> **Exercice proposé**: Recopiez les lignes, à partir de celle qui contient « Short-answer question: What bounding box encloses the small » et jusqu'à celle qui contient « [[1092, 825, 1125, 900]] », en remplaçant « white » par « red » sans rien modifier d'autre.

> **Données fournies**:
================================

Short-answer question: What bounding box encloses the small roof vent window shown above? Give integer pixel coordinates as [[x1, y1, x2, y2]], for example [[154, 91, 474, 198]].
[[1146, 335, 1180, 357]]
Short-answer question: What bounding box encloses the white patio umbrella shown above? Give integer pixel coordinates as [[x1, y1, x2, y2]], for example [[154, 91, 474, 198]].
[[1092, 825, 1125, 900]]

================================

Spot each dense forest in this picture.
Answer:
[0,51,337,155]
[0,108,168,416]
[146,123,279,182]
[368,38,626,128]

================================

> **Sortie complète**:
Short-answer question: What bounding box encloses the small roof vent window shown above? Give integer pixel coordinates as [[x1, y1, x2, y2]], for example [[154, 91, 474, 198]].
[[1146, 335, 1180, 357]]
Short-answer question: What bounding box encloses the red patio umbrella shown above? Give integer pixel coordinates as [[x1, y1, x2, y2]], for example [[154, 91, 474, 198]].
[[1092, 825, 1125, 900]]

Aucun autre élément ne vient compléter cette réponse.